REQUIRED WORK: Repeat only the lines from the one holding "of the white-tipped" down to the last line of the listing below, including both of those lines.
** Start DATASET RECORDS **
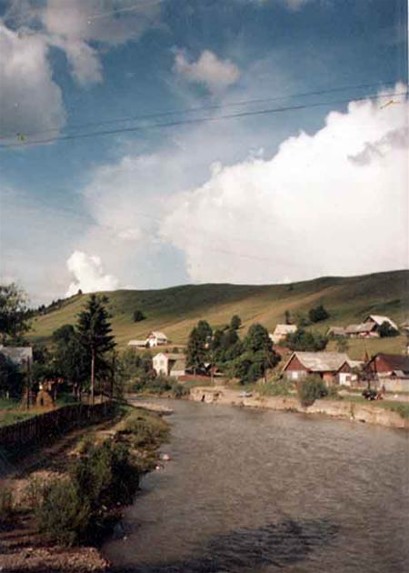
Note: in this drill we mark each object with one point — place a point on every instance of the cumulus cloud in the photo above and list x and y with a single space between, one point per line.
208 70
30 100
73 25
89 275
307 211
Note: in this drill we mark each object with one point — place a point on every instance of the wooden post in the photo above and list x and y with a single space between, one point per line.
92 375
28 382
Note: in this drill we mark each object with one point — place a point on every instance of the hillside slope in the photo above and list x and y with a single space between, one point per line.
175 310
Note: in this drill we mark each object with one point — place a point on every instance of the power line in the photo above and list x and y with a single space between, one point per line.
132 8
176 123
196 109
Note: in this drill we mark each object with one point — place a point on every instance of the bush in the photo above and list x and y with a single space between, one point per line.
318 313
310 389
6 504
64 515
275 388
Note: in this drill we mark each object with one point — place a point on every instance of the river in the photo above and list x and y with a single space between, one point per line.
261 491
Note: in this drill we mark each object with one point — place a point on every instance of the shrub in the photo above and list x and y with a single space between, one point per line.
64 515
318 313
6 504
310 389
275 388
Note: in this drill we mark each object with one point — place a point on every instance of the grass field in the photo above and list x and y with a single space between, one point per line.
176 310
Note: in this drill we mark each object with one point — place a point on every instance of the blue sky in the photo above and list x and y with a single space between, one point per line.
261 198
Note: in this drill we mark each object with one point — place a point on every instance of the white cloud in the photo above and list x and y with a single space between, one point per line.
296 4
312 209
73 25
88 274
208 70
30 100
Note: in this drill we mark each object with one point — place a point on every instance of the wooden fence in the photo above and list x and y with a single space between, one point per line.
48 426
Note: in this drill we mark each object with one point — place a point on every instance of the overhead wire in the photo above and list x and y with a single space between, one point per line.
195 109
199 120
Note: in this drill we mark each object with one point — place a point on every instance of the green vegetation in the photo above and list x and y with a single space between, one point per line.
78 508
14 315
94 335
138 315
257 356
310 389
318 313
176 310
276 388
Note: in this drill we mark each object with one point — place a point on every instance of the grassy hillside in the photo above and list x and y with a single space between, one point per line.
175 310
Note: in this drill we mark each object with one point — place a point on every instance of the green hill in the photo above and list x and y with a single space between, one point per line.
175 310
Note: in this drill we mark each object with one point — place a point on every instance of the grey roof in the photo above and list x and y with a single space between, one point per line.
17 354
379 319
156 334
359 328
337 330
284 329
170 355
179 365
321 361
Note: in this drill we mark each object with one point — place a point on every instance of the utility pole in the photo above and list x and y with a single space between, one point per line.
28 382
92 375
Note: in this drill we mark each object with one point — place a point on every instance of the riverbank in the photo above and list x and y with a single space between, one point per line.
22 546
343 409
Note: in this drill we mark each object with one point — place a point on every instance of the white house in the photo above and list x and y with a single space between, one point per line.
137 343
281 331
169 364
156 339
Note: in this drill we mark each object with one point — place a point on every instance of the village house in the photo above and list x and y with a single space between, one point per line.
169 364
156 339
281 331
332 367
138 343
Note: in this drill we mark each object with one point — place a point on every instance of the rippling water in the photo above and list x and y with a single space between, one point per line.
261 491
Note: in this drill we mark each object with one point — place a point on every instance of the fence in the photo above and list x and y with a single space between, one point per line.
46 427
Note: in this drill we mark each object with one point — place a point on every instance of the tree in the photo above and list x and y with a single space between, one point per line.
138 316
258 355
318 313
94 331
71 359
14 314
342 344
235 322
199 345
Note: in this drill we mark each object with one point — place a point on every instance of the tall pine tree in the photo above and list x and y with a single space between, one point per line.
95 336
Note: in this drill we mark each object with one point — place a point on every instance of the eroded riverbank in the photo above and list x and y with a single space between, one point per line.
342 409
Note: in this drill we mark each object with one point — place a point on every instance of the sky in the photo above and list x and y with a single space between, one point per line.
150 143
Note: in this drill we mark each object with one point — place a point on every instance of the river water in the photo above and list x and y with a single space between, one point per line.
261 491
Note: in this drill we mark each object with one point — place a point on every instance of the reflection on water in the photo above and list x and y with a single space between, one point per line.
257 491
278 544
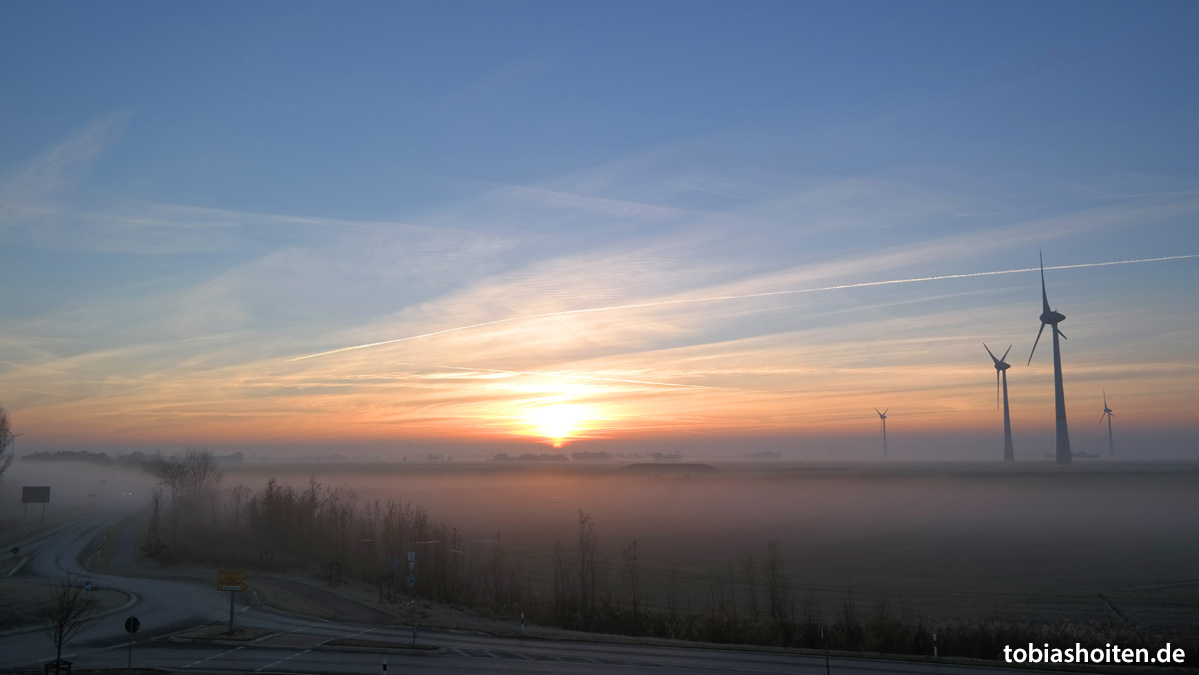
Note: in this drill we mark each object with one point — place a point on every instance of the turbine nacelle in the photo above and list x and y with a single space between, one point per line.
1053 317
1001 362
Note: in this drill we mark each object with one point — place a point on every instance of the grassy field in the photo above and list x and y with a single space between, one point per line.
1101 542
23 603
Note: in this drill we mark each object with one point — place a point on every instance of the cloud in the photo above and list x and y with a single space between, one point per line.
37 186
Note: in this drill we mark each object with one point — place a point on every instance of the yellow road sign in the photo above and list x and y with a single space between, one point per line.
232 579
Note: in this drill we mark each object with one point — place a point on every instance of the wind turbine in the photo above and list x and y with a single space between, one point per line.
883 417
1107 413
1001 367
1052 317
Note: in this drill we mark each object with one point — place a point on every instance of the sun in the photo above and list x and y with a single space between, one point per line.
558 422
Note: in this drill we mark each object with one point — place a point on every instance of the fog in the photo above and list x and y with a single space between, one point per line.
941 540
73 486
1023 541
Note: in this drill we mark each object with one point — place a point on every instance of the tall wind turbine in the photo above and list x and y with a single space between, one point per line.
883 417
1107 413
1001 367
1052 317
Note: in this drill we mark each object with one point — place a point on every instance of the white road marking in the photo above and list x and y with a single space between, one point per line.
215 656
282 660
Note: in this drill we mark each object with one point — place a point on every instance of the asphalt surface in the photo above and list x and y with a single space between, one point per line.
174 604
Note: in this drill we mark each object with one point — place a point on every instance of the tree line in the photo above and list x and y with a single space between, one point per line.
579 585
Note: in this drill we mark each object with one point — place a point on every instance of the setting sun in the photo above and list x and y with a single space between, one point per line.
558 422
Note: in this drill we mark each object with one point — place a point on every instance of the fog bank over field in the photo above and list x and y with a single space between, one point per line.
73 484
934 538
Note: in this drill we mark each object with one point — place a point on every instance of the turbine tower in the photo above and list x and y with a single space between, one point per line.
1107 413
1001 367
1052 317
883 417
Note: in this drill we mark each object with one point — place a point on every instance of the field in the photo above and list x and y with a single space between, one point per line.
1097 542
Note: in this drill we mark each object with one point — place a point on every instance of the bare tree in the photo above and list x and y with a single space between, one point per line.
155 499
588 544
778 588
203 472
634 578
71 610
174 474
239 496
6 437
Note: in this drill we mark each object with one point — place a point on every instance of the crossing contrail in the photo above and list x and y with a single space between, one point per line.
740 296
591 378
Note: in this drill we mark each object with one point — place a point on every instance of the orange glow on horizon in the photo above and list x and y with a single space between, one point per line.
559 423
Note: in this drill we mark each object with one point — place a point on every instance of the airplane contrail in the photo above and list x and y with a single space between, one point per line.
742 296
566 375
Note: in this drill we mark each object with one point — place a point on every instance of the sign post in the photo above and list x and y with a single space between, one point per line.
131 626
395 566
34 494
232 580
411 570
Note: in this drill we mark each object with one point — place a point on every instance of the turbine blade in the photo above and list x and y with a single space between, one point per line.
1035 343
992 355
1044 297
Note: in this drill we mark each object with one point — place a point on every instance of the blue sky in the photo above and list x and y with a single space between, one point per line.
192 196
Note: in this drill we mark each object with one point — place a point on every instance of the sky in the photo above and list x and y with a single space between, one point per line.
378 228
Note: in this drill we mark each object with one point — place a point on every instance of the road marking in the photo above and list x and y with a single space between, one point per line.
363 632
282 660
306 627
214 656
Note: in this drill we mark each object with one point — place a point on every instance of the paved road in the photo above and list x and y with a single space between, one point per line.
170 606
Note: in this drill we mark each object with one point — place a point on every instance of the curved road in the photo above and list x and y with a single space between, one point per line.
168 606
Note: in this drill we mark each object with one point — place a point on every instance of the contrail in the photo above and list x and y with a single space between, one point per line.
742 296
571 377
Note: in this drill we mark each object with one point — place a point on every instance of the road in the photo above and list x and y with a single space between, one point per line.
169 606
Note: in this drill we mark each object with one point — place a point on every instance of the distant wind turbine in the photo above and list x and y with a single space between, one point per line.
1107 413
883 417
1001 367
1052 317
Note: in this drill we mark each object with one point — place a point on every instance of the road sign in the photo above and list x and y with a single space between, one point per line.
232 579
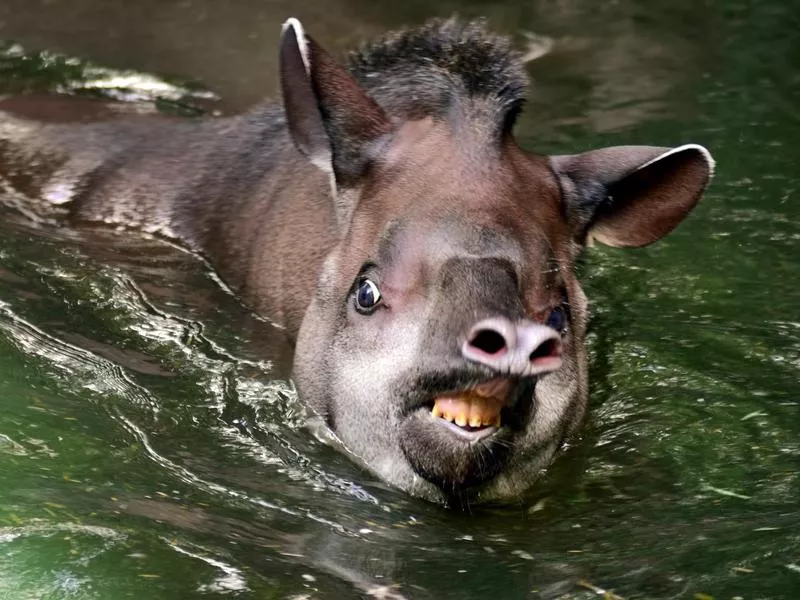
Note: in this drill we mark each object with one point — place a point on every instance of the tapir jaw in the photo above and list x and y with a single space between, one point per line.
460 438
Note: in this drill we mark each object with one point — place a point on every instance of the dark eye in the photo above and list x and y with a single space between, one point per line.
557 319
368 296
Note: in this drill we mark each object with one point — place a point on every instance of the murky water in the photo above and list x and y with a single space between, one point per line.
151 446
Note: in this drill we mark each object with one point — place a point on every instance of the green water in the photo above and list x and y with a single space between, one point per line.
151 446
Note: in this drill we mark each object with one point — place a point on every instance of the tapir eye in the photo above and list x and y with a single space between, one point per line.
557 319
368 296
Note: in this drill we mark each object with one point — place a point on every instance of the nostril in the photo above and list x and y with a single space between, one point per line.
547 349
488 341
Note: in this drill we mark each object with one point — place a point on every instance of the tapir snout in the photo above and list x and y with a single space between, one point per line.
514 348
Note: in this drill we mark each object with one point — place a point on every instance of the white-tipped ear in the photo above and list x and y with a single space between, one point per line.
300 36
697 147
631 196
331 118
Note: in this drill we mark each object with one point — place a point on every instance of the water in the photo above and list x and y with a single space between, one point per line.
151 445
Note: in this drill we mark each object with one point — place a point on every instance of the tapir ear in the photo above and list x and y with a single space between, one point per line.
** End DATASET RECORDS **
CORRECT RESULT:
Note: in this drill we mark each object with one point — place a point on every instance of the white-tipped ear in the photo above and list x and y with a single space between, one point per line.
300 36
697 147
631 196
331 118
Note: in this drill we mark each object with one point — place a point on every instance of the water in the photo above and list x and y with a single space between, one point per line.
151 445
Note: in this drill we mark each object with one point — place a point on every instance of the tapir ear in the photo above and list x and y with a single space between, one point per line.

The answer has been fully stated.